(Image object location entries)
>>

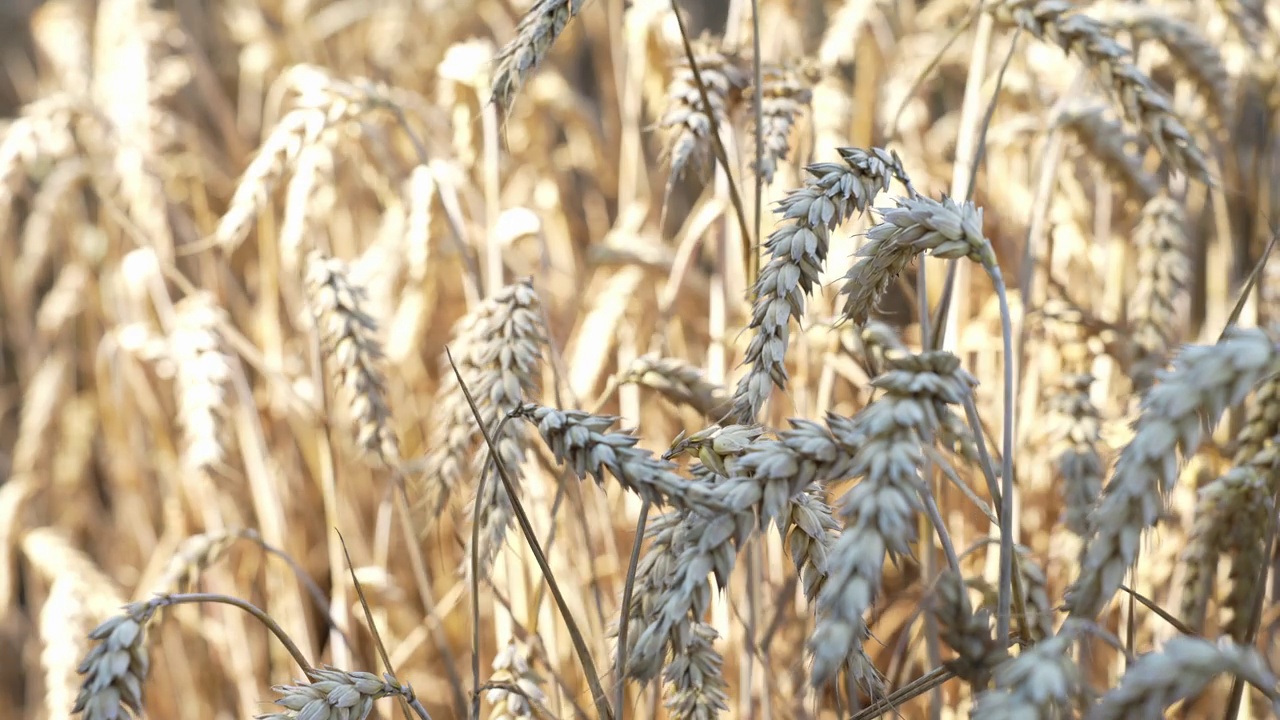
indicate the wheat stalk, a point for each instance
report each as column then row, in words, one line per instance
column 511, row 669
column 1075, row 432
column 497, row 349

<<

Reproduce the records with "wheat stalk" swapped for "wheat stem" and every other line left as it stands, omitting the pictures from your answer.

THE OUTPUT:
indicate the wheat stem, a point for each instance
report each as column then row, in words, one line per instance
column 511, row 669
column 1075, row 432
column 497, row 349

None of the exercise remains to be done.